**WHAT TO DO**
Here, the job is to give back every entry below unchanged, omitting pictures.

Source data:
--------------------------------

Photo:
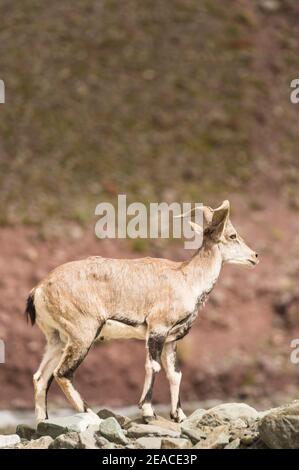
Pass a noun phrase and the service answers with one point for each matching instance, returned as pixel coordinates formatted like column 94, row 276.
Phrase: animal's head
column 219, row 230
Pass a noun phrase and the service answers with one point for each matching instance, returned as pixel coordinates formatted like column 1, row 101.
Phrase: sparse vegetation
column 104, row 98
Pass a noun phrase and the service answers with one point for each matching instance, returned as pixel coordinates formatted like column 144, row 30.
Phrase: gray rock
column 228, row 412
column 147, row 430
column 9, row 440
column 194, row 418
column 149, row 442
column 194, row 434
column 175, row 443
column 217, row 439
column 248, row 438
column 70, row 440
column 42, row 443
column 111, row 429
column 233, row 444
column 26, row 432
column 112, row 445
column 279, row 429
column 77, row 423
column 270, row 6
column 166, row 423
column 88, row 440
column 104, row 413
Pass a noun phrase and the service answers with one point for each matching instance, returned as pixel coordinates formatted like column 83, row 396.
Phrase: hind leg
column 174, row 375
column 154, row 346
column 44, row 375
column 73, row 354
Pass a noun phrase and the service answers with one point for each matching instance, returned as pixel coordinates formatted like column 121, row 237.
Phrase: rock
column 25, row 431
column 233, row 444
column 228, row 412
column 248, row 438
column 175, row 443
column 112, row 445
column 42, row 443
column 87, row 440
column 9, row 440
column 217, row 439
column 111, row 429
column 104, row 413
column 166, row 423
column 279, row 429
column 77, row 423
column 195, row 434
column 84, row 440
column 194, row 418
column 149, row 442
column 270, row 6
column 66, row 441
column 100, row 441
column 147, row 430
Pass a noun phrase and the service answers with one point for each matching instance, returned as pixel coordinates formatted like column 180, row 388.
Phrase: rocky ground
column 228, row 426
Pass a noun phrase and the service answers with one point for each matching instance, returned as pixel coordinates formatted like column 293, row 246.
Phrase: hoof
column 178, row 417
column 148, row 419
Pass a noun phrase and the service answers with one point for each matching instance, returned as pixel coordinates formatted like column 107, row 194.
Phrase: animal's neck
column 203, row 269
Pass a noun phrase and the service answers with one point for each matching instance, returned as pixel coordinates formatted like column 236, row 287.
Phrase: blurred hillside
column 180, row 99
column 184, row 100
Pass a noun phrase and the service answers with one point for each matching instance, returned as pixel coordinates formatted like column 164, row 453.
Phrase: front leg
column 174, row 375
column 154, row 345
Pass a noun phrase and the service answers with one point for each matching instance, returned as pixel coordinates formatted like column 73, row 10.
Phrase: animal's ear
column 197, row 228
column 219, row 220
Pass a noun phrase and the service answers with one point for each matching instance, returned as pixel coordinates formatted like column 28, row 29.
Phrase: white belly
column 117, row 330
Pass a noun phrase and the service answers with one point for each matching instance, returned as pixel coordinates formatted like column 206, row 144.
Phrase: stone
column 248, row 438
column 194, row 418
column 175, row 443
column 233, row 444
column 217, row 439
column 194, row 434
column 41, row 443
column 270, row 6
column 141, row 430
column 166, row 423
column 279, row 429
column 66, row 441
column 228, row 412
column 111, row 430
column 77, row 423
column 104, row 413
column 149, row 442
column 25, row 431
column 87, row 440
column 112, row 445
column 9, row 440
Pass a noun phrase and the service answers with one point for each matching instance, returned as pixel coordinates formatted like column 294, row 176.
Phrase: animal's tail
column 30, row 311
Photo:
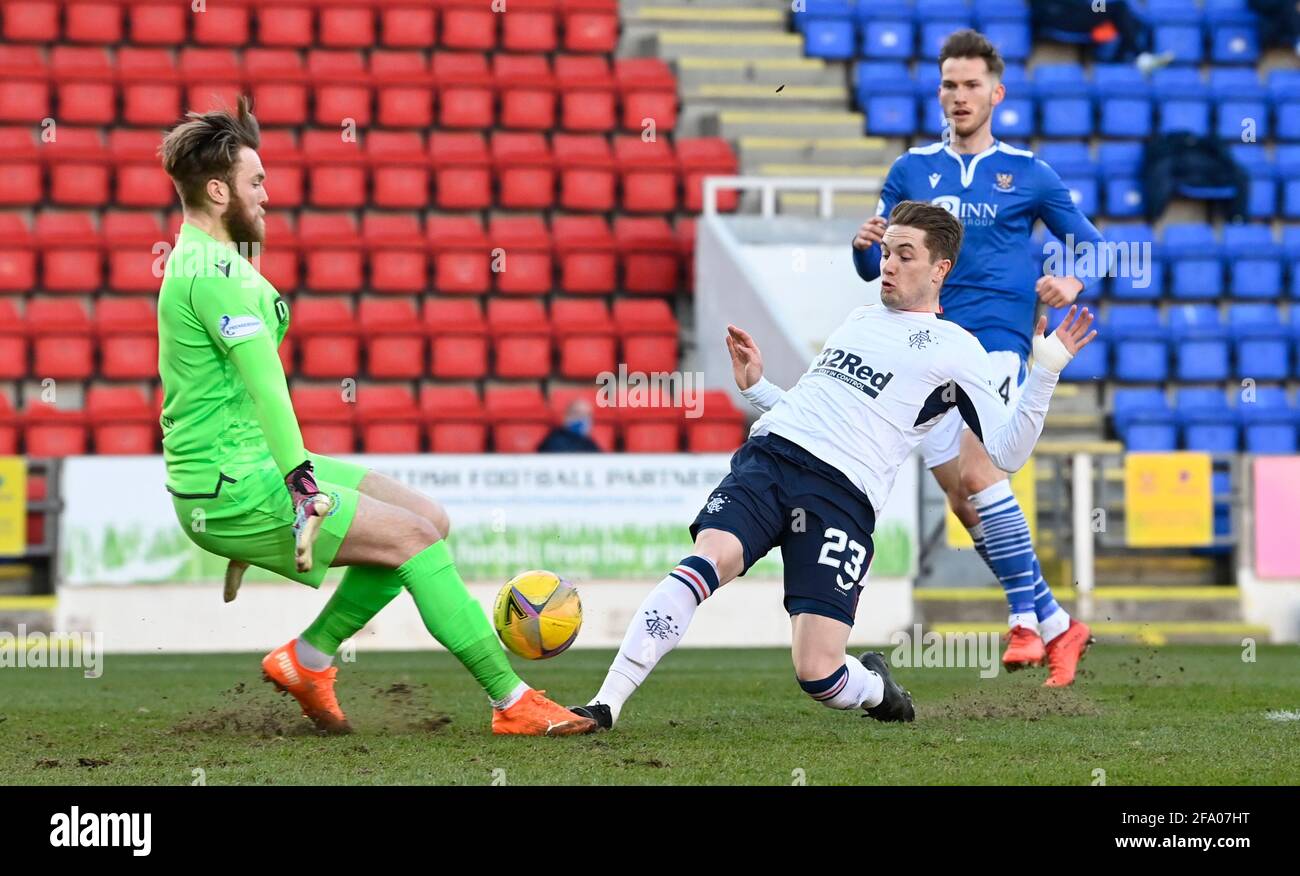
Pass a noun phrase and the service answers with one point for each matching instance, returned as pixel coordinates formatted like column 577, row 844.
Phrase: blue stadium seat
column 1234, row 31
column 1200, row 342
column 1139, row 272
column 1122, row 163
column 1262, row 341
column 1178, row 29
column 1253, row 261
column 1285, row 95
column 1144, row 420
column 1192, row 254
column 1269, row 421
column 1181, row 95
column 1074, row 164
column 1123, row 100
column 1140, row 342
column 1242, row 104
column 1209, row 424
column 1262, row 173
column 1065, row 100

--------------------------------

**EXERCISE RESULT**
Photo:
Pass a noun phrase and the service answers with one point for each matching instance, returned as pixel coordinates formatted like column 94, row 276.
Phrase: animal's head
column 219, row 230
Pass a noun phrase and the service answers with one point for each matching instance, returned as pixel coordinates formatted like column 1, row 101.
Phrase: sparse vegetation
column 104, row 98
Pass a noun phrase and the service answers with one point for each matching instance, returned as pixel coordinates formatted like column 144, row 30.
Phrase: gray rock
column 228, row 412
column 147, row 430
column 9, row 440
column 194, row 418
column 149, row 442
column 194, row 434
column 175, row 443
column 217, row 439
column 248, row 438
column 70, row 440
column 42, row 443
column 111, row 429
column 233, row 444
column 26, row 432
column 112, row 445
column 279, row 429
column 77, row 423
column 270, row 6
column 166, row 423
column 88, row 440
column 104, row 413
Pass a noun phrase and the service answers with one point for each matching instance, returned as pixel coordinates formatted like column 83, row 396.
Phrase: hind leg
column 174, row 375
column 154, row 346
column 44, row 375
column 73, row 354
Pass a noun phrase and the service answers with one point for each matching instance, returned as pixel coordinates formatted like column 121, row 237.
Phrase: rock
column 25, row 431
column 233, row 444
column 228, row 412
column 248, row 438
column 175, row 443
column 112, row 445
column 42, row 443
column 87, row 440
column 9, row 440
column 217, row 439
column 111, row 429
column 104, row 413
column 166, row 423
column 279, row 429
column 77, row 423
column 195, row 434
column 84, row 440
column 194, row 418
column 149, row 442
column 270, row 6
column 66, row 441
column 100, row 441
column 147, row 430
Pass a noun phrase and the service answers with one point for each matching instance, returned as pixel coordinates formatted like column 180, row 388.
Phrase: rocky ground
column 228, row 426
Pass a noun phrase and the service answers with one point for each matching instance, returned as pixel coordinates formatted like column 293, row 246.
Phrase: hoof
column 178, row 417
column 148, row 419
Pass a noun phrase and the service answers with one point for each matching instance, returned as pixel coordinates formatted like column 107, row 194.
Phrase: animal's neck
column 203, row 269
Pass a noun phrase and the service answers with one point for each matching instance, returned as pixel coordinates formatted like column 236, row 287.
Phrase: blurred hillside
column 180, row 99
column 184, row 100
Pass a noun phrase and the service answers with one point for each matching instance, returned as pixel coordinates formatted like column 164, row 453.
Phrase: front leg
column 174, row 375
column 154, row 345
Pass a noun phrase and the service answers with one point for each matching instance, returned as pixel coordinates formatted like column 73, row 10.
Phrase: animal's ear
column 197, row 228
column 219, row 220
Pass a noun phrase and the service answers with one point for each matching instance, returned as pixel coordinates formatted like column 28, row 29.
Phrase: white belly
column 117, row 330
Pass a noun phrase and the service answers with one point for each matching instance, returned as pixel coordinates formatted like column 206, row 144.
Phrase: stone
column 248, row 438
column 194, row 418
column 175, row 443
column 233, row 444
column 217, row 439
column 194, row 434
column 41, row 443
column 270, row 6
column 141, row 430
column 166, row 423
column 279, row 429
column 66, row 441
column 228, row 412
column 111, row 430
column 77, row 423
column 104, row 413
column 149, row 442
column 25, row 431
column 87, row 440
column 112, row 445
column 9, row 440
Pass a noun phrase and the service answers with one point for each matching instance, returned as pixel coordinates formatted like column 294, row 176.
Phrase: animal's tail
column 30, row 311
Photo:
Pass a noun phrase and the service answers with one point for each matching instance, returned as pixel coordinates formatted like column 577, row 844.
Phrase: blue stadium seat
column 1234, row 31
column 1200, row 342
column 1139, row 272
column 1122, row 163
column 1262, row 341
column 1178, row 29
column 1253, row 261
column 1285, row 95
column 1144, row 420
column 1192, row 254
column 1269, row 421
column 1181, row 95
column 1074, row 164
column 1123, row 100
column 1140, row 342
column 1242, row 104
column 1209, row 424
column 1262, row 173
column 1065, row 100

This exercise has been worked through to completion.